Point labeling records:
▼
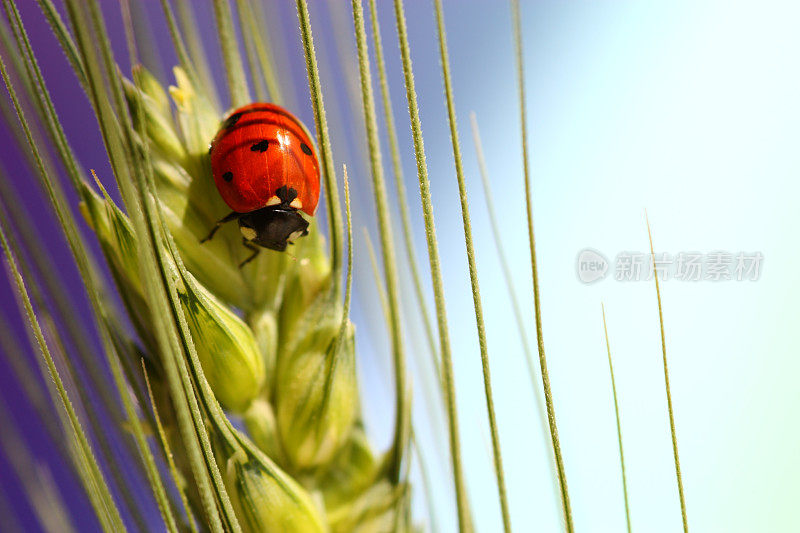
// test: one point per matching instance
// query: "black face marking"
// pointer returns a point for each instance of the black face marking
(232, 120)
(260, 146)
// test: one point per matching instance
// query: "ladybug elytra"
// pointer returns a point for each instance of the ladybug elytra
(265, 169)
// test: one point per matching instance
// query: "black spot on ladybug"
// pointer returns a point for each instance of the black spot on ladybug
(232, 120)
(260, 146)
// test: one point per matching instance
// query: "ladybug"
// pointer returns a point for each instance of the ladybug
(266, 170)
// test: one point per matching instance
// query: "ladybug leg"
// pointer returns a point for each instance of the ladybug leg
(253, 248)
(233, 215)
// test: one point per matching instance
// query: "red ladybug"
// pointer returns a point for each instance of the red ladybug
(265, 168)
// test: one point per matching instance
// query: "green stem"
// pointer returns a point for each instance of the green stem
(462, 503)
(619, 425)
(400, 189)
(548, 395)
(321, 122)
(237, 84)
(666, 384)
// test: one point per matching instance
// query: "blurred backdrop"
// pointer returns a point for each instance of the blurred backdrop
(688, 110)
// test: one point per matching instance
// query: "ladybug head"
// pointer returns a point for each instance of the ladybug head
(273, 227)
▲
▼
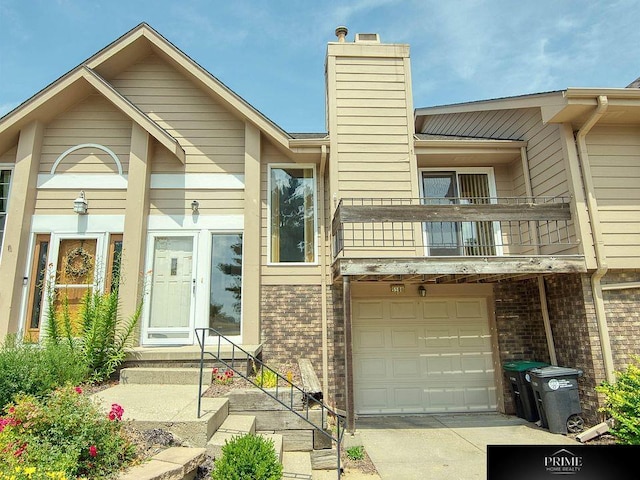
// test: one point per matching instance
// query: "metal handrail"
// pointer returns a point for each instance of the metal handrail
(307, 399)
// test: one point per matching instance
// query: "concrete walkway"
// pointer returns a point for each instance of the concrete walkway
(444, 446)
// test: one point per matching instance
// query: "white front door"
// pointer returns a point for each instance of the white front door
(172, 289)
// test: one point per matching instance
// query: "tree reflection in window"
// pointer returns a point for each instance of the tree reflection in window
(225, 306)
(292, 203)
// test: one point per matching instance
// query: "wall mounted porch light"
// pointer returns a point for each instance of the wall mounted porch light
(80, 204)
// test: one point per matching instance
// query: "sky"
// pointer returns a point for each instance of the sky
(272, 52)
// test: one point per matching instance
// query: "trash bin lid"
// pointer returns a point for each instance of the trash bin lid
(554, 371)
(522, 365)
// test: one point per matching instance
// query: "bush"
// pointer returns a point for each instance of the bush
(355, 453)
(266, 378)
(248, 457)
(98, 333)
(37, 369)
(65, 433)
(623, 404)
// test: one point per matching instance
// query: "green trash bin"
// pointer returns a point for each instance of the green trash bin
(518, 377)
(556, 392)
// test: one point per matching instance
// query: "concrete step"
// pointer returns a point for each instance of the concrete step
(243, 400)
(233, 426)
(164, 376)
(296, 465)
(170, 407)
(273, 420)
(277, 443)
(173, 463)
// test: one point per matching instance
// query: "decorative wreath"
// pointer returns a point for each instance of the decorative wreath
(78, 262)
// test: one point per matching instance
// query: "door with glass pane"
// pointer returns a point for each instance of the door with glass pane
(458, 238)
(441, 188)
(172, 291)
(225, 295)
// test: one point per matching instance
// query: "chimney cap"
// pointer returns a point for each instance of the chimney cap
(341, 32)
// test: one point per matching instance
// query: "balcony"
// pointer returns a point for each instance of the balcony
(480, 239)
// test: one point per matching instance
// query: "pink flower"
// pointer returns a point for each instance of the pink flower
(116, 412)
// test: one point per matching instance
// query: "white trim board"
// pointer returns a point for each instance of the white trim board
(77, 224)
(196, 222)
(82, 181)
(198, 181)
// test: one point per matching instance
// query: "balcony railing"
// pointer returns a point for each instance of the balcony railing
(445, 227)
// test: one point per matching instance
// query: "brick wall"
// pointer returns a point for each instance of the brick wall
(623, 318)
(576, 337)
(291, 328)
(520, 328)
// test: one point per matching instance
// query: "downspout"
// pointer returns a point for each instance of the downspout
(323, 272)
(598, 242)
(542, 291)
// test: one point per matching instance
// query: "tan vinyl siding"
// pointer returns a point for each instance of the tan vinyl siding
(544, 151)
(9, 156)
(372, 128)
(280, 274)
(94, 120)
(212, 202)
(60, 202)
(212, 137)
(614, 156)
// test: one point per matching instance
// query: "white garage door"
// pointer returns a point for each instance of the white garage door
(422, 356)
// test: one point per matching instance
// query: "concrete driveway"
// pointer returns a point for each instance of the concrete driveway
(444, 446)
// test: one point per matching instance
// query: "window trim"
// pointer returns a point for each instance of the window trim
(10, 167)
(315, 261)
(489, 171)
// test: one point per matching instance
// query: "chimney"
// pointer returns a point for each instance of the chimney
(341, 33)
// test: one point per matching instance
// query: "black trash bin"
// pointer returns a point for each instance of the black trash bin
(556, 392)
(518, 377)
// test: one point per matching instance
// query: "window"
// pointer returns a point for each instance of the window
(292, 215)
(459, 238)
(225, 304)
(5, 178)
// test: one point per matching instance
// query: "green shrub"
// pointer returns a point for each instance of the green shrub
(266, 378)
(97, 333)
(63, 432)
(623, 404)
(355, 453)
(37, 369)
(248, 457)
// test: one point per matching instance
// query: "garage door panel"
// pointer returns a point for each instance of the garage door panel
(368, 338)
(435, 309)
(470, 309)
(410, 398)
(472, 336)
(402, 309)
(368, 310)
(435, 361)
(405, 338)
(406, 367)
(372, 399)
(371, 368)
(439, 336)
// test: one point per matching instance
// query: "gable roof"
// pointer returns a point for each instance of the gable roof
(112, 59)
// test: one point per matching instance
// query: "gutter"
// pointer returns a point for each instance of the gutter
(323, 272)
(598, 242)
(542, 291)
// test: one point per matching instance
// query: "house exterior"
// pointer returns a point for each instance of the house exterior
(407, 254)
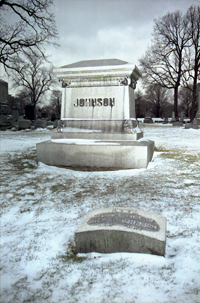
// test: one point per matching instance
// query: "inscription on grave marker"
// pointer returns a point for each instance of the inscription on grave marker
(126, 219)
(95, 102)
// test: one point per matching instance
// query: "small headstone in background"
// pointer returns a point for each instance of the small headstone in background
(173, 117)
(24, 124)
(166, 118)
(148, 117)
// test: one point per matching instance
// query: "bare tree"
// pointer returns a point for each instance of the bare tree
▲
## Set task
Identify each line in the records that holds the word "driveway" and copy it out.

## Output
// query: "concrete driveway"
// pointer returns a point for each instance of the concrete driveway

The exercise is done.